* _Directions_: Look through the data below for the line with "Basketball play breakdown — mark the aerodynamic", and transcribe it exactly together with each line after it up to and including the line with "Basketball play breakdown — mark the red fabric". Give nothing else.

* _Provided records_:
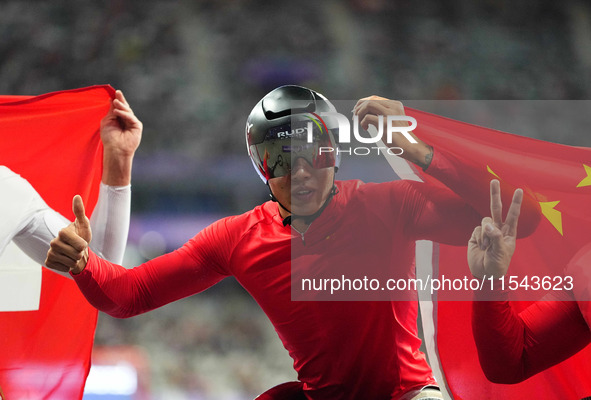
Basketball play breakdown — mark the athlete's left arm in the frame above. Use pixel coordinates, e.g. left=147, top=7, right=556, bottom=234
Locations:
left=354, top=97, right=540, bottom=241
left=354, top=97, right=432, bottom=169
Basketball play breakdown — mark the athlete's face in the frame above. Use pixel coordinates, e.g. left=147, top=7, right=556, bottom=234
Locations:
left=268, top=157, right=334, bottom=219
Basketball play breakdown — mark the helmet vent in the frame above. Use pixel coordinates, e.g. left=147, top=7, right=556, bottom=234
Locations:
left=263, top=101, right=315, bottom=120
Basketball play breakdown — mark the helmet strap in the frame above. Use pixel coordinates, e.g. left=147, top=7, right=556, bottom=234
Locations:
left=268, top=185, right=292, bottom=215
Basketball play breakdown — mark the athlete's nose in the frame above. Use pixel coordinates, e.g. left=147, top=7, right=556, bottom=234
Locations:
left=291, top=157, right=313, bottom=181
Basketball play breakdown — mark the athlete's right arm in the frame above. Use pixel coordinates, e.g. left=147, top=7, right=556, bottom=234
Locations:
left=72, top=247, right=227, bottom=318
left=46, top=196, right=229, bottom=317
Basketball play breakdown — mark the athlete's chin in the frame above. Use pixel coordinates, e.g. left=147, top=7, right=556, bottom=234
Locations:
left=291, top=203, right=322, bottom=217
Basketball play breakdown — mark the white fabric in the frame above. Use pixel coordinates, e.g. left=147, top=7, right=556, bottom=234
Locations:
left=0, top=166, right=130, bottom=311
left=368, top=125, right=454, bottom=399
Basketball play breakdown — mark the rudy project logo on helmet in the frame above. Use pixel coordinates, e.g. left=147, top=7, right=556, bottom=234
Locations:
left=270, top=112, right=330, bottom=140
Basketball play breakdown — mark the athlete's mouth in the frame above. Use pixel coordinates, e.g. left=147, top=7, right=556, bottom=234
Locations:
left=292, top=187, right=315, bottom=199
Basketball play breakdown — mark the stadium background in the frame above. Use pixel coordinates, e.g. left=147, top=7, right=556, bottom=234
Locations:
left=2, top=0, right=591, bottom=398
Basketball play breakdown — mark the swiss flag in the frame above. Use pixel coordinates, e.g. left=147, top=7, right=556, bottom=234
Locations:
left=0, top=86, right=114, bottom=399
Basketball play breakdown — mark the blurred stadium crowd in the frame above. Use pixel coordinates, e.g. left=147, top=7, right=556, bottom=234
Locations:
left=2, top=0, right=591, bottom=398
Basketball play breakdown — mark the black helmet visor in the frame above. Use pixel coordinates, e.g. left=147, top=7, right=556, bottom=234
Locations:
left=249, top=115, right=337, bottom=180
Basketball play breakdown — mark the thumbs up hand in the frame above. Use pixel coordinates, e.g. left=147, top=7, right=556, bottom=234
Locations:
left=72, top=195, right=92, bottom=244
left=45, top=195, right=93, bottom=274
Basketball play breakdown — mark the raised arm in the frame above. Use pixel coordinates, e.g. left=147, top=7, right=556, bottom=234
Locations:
left=353, top=97, right=540, bottom=240
left=99, top=90, right=142, bottom=187
left=468, top=180, right=591, bottom=382
left=353, top=96, right=433, bottom=169
left=90, top=90, right=142, bottom=263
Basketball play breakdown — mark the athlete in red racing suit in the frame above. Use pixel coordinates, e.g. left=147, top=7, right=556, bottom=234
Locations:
left=46, top=87, right=532, bottom=399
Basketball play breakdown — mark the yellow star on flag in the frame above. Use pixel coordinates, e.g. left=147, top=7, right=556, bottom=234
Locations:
left=487, top=165, right=500, bottom=179
left=539, top=201, right=563, bottom=236
left=576, top=164, right=591, bottom=188
left=486, top=164, right=565, bottom=236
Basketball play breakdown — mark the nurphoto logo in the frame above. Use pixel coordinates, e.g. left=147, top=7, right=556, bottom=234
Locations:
left=304, top=111, right=418, bottom=156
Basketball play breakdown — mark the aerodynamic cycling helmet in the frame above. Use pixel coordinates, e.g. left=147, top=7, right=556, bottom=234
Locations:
left=246, top=85, right=341, bottom=183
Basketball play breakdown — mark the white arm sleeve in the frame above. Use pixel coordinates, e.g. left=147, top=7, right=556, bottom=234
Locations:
left=89, top=182, right=131, bottom=264
left=7, top=168, right=130, bottom=275
left=2, top=166, right=68, bottom=273
left=12, top=206, right=69, bottom=275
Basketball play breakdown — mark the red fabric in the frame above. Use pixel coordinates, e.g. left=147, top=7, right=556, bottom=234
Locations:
left=407, top=107, right=591, bottom=399
left=74, top=176, right=482, bottom=399
left=0, top=86, right=114, bottom=399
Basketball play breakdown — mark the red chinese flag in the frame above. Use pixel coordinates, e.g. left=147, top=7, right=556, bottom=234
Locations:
left=0, top=86, right=115, bottom=399
left=404, top=107, right=591, bottom=399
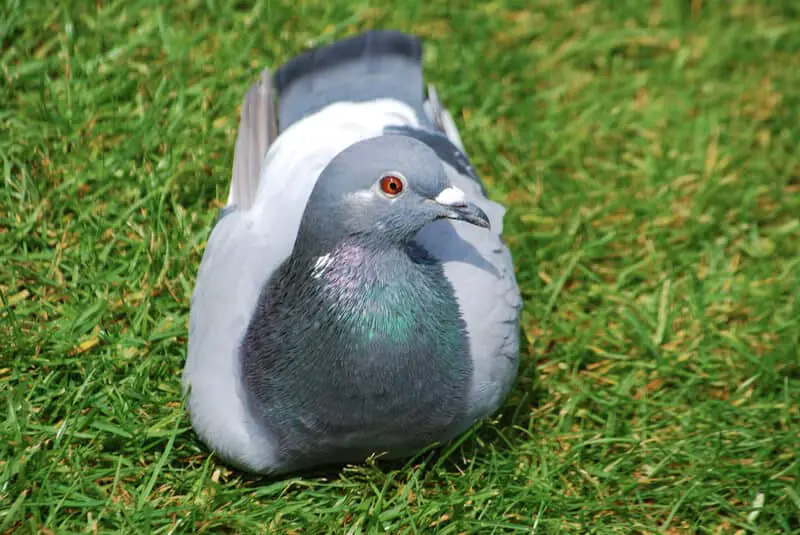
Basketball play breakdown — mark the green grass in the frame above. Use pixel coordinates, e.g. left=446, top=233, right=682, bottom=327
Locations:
left=2, top=0, right=799, bottom=532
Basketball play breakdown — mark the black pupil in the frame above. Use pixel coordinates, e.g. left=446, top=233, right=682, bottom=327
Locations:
left=383, top=177, right=400, bottom=193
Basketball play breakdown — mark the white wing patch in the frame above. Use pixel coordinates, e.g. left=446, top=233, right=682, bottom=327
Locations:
left=250, top=99, right=420, bottom=222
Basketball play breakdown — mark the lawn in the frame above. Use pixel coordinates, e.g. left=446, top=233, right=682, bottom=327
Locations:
left=2, top=0, right=799, bottom=533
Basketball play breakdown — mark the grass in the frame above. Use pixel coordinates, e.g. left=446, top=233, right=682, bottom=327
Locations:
left=1, top=0, right=799, bottom=532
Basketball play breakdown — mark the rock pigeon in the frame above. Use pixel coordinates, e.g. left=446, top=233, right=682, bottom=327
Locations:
left=183, top=30, right=522, bottom=475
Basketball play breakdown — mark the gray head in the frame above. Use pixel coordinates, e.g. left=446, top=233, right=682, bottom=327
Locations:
left=243, top=134, right=483, bottom=468
left=296, top=134, right=489, bottom=251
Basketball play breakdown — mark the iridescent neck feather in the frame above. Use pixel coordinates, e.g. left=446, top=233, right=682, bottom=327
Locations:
left=239, top=236, right=473, bottom=468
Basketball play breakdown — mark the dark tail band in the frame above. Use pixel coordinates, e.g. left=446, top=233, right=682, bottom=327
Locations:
left=273, top=30, right=428, bottom=131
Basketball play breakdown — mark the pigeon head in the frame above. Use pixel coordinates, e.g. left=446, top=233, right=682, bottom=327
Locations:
left=297, top=134, right=489, bottom=250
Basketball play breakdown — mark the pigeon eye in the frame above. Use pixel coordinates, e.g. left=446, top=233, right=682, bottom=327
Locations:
left=379, top=174, right=404, bottom=197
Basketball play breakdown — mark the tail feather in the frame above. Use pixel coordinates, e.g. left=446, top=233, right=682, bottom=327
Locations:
left=273, top=30, right=430, bottom=131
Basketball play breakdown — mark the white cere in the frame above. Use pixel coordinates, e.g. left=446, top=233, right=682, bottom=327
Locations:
left=434, top=186, right=467, bottom=206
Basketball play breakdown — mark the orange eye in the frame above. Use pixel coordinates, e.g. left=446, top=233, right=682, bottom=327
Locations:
left=379, top=175, right=404, bottom=196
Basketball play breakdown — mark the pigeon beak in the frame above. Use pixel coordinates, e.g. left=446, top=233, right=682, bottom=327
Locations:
left=434, top=186, right=491, bottom=229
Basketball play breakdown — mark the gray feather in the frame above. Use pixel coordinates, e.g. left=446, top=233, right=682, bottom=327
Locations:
left=229, top=69, right=277, bottom=209
left=274, top=30, right=431, bottom=131
left=185, top=30, right=521, bottom=475
left=424, top=84, right=466, bottom=151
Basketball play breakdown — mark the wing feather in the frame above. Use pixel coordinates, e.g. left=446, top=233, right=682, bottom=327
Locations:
left=229, top=69, right=278, bottom=209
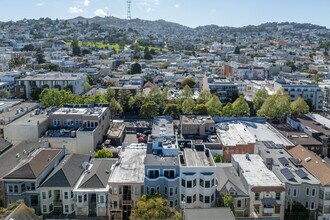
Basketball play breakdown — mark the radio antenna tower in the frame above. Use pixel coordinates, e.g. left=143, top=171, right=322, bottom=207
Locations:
left=127, top=0, right=131, bottom=20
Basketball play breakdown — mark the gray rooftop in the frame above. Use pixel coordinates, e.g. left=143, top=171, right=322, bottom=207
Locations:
left=18, top=72, right=84, bottom=81
left=40, top=154, right=89, bottom=188
left=77, top=158, right=117, bottom=189
left=0, top=102, right=40, bottom=124
left=184, top=208, right=235, bottom=220
left=0, top=141, right=43, bottom=178
left=152, top=116, right=174, bottom=136
left=108, top=146, right=146, bottom=184
left=216, top=163, right=248, bottom=197
left=7, top=109, right=48, bottom=126
left=0, top=138, right=12, bottom=155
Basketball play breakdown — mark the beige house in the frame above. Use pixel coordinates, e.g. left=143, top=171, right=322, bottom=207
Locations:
left=180, top=115, right=215, bottom=137
left=108, top=145, right=147, bottom=220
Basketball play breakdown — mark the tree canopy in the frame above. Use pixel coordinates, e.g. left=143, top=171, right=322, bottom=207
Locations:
left=181, top=77, right=196, bottom=88
left=163, top=104, right=181, bottom=119
left=182, top=98, right=195, bottom=114
left=290, top=97, right=309, bottom=116
left=232, top=95, right=250, bottom=116
left=180, top=85, right=193, bottom=99
left=205, top=94, right=222, bottom=116
left=221, top=102, right=234, bottom=117
left=140, top=101, right=159, bottom=119
left=94, top=149, right=113, bottom=158
left=285, top=202, right=310, bottom=220
left=216, top=193, right=234, bottom=212
left=197, top=90, right=212, bottom=104
left=131, top=62, right=142, bottom=74
left=130, top=195, right=181, bottom=220
left=253, top=90, right=269, bottom=111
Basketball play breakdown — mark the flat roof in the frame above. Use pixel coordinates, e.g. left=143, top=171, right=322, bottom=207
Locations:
left=18, top=72, right=84, bottom=81
left=232, top=154, right=283, bottom=187
left=181, top=115, right=214, bottom=125
left=0, top=102, right=39, bottom=121
left=0, top=100, right=23, bottom=112
left=108, top=146, right=146, bottom=184
left=8, top=109, right=48, bottom=126
left=182, top=148, right=213, bottom=167
left=185, top=208, right=235, bottom=220
left=306, top=114, right=330, bottom=129
left=152, top=116, right=174, bottom=136
left=52, top=106, right=107, bottom=117
left=217, top=119, right=293, bottom=147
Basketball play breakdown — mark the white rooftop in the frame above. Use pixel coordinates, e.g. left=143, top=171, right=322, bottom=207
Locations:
left=217, top=120, right=293, bottom=147
left=108, top=145, right=146, bottom=184
left=306, top=114, right=330, bottom=129
left=232, top=154, right=283, bottom=187
left=53, top=107, right=107, bottom=117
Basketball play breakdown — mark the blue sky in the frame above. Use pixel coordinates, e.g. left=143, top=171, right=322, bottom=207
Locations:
left=1, top=0, right=329, bottom=28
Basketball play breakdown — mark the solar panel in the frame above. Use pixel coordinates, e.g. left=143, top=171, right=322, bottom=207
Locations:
left=280, top=168, right=295, bottom=180
left=295, top=169, right=309, bottom=179
left=278, top=157, right=289, bottom=166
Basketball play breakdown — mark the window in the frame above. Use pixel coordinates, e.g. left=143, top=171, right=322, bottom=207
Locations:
left=187, top=180, right=192, bottom=188
left=255, top=193, right=260, bottom=200
left=64, top=192, right=68, bottom=199
left=187, top=196, right=192, bottom=204
left=211, top=194, right=214, bottom=202
left=71, top=191, right=74, bottom=198
left=164, top=187, right=167, bottom=195
left=306, top=188, right=310, bottom=196
left=200, top=179, right=204, bottom=187
left=53, top=119, right=60, bottom=127
left=205, top=180, right=210, bottom=188
left=31, top=183, right=35, bottom=190
left=164, top=170, right=175, bottom=179
left=150, top=188, right=155, bottom=195
left=42, top=192, right=46, bottom=200
left=49, top=190, right=52, bottom=198
left=311, top=202, right=315, bottom=209
left=288, top=188, right=291, bottom=196
left=193, top=179, right=196, bottom=187
left=175, top=187, right=178, bottom=195
left=312, top=188, right=316, bottom=197
left=205, top=196, right=210, bottom=203
left=148, top=170, right=159, bottom=178
left=78, top=195, right=82, bottom=203
left=276, top=192, right=281, bottom=200
left=65, top=205, right=69, bottom=213
left=193, top=194, right=196, bottom=203
left=237, top=200, right=242, bottom=207
left=8, top=185, right=13, bottom=193
left=146, top=187, right=149, bottom=194
left=170, top=200, right=173, bottom=207
left=156, top=186, right=160, bottom=193
left=305, top=202, right=309, bottom=208
left=293, top=189, right=298, bottom=197
left=14, top=185, right=18, bottom=193
left=211, top=179, right=215, bottom=187
left=42, top=205, right=47, bottom=213
left=170, top=188, right=173, bottom=196
left=175, top=200, right=178, bottom=207
left=84, top=194, right=87, bottom=202
left=99, top=195, right=105, bottom=203
left=275, top=205, right=281, bottom=214
left=21, top=184, right=25, bottom=192
left=71, top=204, right=74, bottom=212
left=49, top=204, right=53, bottom=212
left=182, top=179, right=185, bottom=187
left=199, top=194, right=203, bottom=203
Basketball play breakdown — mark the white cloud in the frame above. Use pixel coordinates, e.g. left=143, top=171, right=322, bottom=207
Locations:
left=67, top=6, right=83, bottom=14
left=94, top=9, right=107, bottom=17
left=82, top=0, right=90, bottom=7
left=174, top=4, right=180, bottom=9
left=36, top=2, right=44, bottom=7
left=136, top=0, right=160, bottom=13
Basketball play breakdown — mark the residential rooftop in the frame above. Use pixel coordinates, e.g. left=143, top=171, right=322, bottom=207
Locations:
left=216, top=118, right=294, bottom=147
left=180, top=145, right=215, bottom=167
left=181, top=115, right=214, bottom=125
left=108, top=145, right=146, bottom=184
left=7, top=109, right=48, bottom=126
left=232, top=154, right=283, bottom=187
left=17, top=72, right=85, bottom=81
left=0, top=102, right=40, bottom=124
left=152, top=116, right=174, bottom=136
left=52, top=105, right=107, bottom=117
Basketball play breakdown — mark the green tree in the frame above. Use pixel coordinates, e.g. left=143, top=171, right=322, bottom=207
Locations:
left=41, top=63, right=60, bottom=71
left=285, top=202, right=310, bottom=220
left=253, top=90, right=269, bottom=111
left=72, top=39, right=81, bottom=56
left=290, top=97, right=309, bottom=116
left=128, top=93, right=145, bottom=114
left=145, top=87, right=166, bottom=112
left=221, top=102, right=234, bottom=117
left=21, top=44, right=34, bottom=51
left=39, top=89, right=63, bottom=107
left=140, top=101, right=159, bottom=119
left=216, top=194, right=234, bottom=213
left=130, top=62, right=142, bottom=74
left=287, top=61, right=296, bottom=72
left=197, top=90, right=212, bottom=104
left=181, top=77, right=196, bottom=88
left=94, top=149, right=113, bottom=158
left=30, top=88, right=42, bottom=100
left=35, top=47, right=46, bottom=64
left=99, top=52, right=108, bottom=59
left=193, top=104, right=208, bottom=115
left=182, top=98, right=195, bottom=114
left=84, top=94, right=108, bottom=104
left=144, top=47, right=153, bottom=60
left=205, top=94, right=222, bottom=116
left=117, top=89, right=132, bottom=111
left=232, top=95, right=250, bottom=116
left=105, top=88, right=116, bottom=102
left=180, top=85, right=193, bottom=98
left=214, top=153, right=224, bottom=163
left=8, top=56, right=26, bottom=69
left=84, top=82, right=91, bottom=92
left=0, top=90, right=10, bottom=98
left=109, top=98, right=123, bottom=119
left=130, top=195, right=181, bottom=220
left=163, top=104, right=181, bottom=119
left=258, top=88, right=290, bottom=120
left=234, top=46, right=240, bottom=54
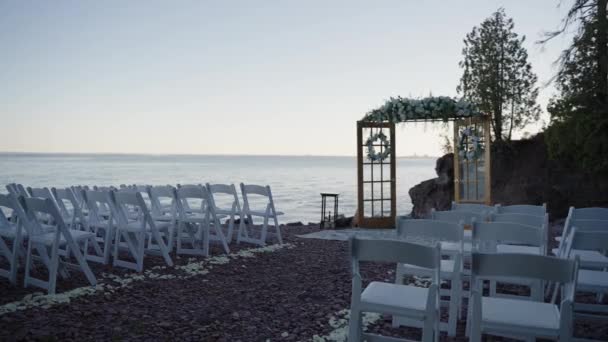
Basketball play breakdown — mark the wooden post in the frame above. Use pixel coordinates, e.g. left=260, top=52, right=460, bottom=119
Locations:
left=484, top=116, right=492, bottom=205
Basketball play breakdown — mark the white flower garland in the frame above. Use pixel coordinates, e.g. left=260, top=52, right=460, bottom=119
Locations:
left=365, top=131, right=390, bottom=162
left=363, top=96, right=482, bottom=123
left=458, top=127, right=484, bottom=160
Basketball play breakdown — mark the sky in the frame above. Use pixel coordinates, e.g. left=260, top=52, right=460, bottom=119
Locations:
left=0, top=0, right=575, bottom=156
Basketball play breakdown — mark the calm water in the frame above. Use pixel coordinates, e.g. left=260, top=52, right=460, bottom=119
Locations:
left=0, top=153, right=436, bottom=223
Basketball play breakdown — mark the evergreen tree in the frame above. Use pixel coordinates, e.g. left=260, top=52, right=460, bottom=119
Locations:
left=541, top=0, right=608, bottom=173
left=457, top=8, right=541, bottom=141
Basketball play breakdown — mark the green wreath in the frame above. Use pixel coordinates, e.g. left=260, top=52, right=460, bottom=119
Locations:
left=458, top=127, right=484, bottom=161
left=366, top=132, right=391, bottom=162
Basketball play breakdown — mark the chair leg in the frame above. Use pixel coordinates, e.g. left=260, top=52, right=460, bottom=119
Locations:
left=448, top=276, right=460, bottom=337
left=260, top=216, right=269, bottom=246
left=470, top=291, right=482, bottom=342
left=24, top=240, right=34, bottom=288
left=347, top=308, right=362, bottom=342
left=202, top=226, right=210, bottom=256
left=150, top=228, right=173, bottom=267
left=273, top=215, right=282, bottom=244
left=392, top=264, right=405, bottom=328
left=103, top=227, right=112, bottom=264
left=9, top=238, right=20, bottom=285
left=69, top=237, right=97, bottom=286
left=48, top=242, right=60, bottom=295
left=137, top=232, right=145, bottom=272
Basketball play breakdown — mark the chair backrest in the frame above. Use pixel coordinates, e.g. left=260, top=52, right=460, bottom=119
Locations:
left=451, top=201, right=493, bottom=213
left=491, top=213, right=548, bottom=229
left=398, top=218, right=464, bottom=242
left=570, top=207, right=608, bottom=221
left=6, top=184, right=29, bottom=197
left=0, top=194, right=13, bottom=227
left=350, top=237, right=441, bottom=270
left=570, top=219, right=608, bottom=232
left=240, top=183, right=276, bottom=214
left=6, top=184, right=21, bottom=197
left=565, top=228, right=608, bottom=256
left=82, top=190, right=115, bottom=224
left=473, top=222, right=544, bottom=252
left=52, top=187, right=87, bottom=228
left=111, top=190, right=151, bottom=227
left=207, top=183, right=240, bottom=210
left=0, top=193, right=24, bottom=230
left=495, top=203, right=546, bottom=216
left=148, top=185, right=177, bottom=217
left=70, top=185, right=88, bottom=208
left=18, top=196, right=67, bottom=236
left=175, top=184, right=209, bottom=217
left=431, top=209, right=486, bottom=225
left=27, top=187, right=54, bottom=200
left=472, top=252, right=578, bottom=286
left=51, top=187, right=78, bottom=215
left=94, top=185, right=116, bottom=192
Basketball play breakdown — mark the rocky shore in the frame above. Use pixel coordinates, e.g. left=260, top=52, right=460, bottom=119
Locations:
left=0, top=223, right=606, bottom=341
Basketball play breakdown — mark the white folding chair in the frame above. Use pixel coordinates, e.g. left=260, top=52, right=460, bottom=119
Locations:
left=18, top=196, right=98, bottom=294
left=489, top=213, right=548, bottom=255
left=553, top=209, right=608, bottom=267
left=238, top=183, right=283, bottom=246
left=451, top=201, right=493, bottom=213
left=473, top=221, right=546, bottom=301
left=111, top=190, right=173, bottom=272
left=494, top=203, right=547, bottom=216
left=147, top=185, right=178, bottom=251
left=395, top=219, right=462, bottom=336
left=82, top=190, right=117, bottom=264
left=468, top=253, right=578, bottom=342
left=51, top=187, right=88, bottom=231
left=348, top=237, right=441, bottom=342
left=0, top=194, right=25, bottom=285
left=562, top=228, right=608, bottom=318
left=175, top=185, right=230, bottom=256
left=555, top=207, right=608, bottom=246
left=206, top=183, right=243, bottom=243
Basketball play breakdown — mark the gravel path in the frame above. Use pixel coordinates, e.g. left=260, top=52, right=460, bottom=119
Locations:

* _Solution to the problem_:
Basketball play breakdown — mark the aerodynamic cycling helmet in the frame above. Use pixel coordinates, e.g. left=147, top=7, right=556, bottom=234
Locations:
left=246, top=85, right=341, bottom=183
Basketball play breakdown — mark the white arm sleeve in the frame above. Use pixel coordinates, e.g. left=147, top=7, right=556, bottom=234
Locations:
left=89, top=182, right=131, bottom=264
left=7, top=168, right=130, bottom=275
left=2, top=166, right=68, bottom=273
left=12, top=206, right=69, bottom=275
Basketball play breakdown — mark the red fabric in the frame above. Use pixel coordinates, e.g. left=147, top=7, right=556, bottom=234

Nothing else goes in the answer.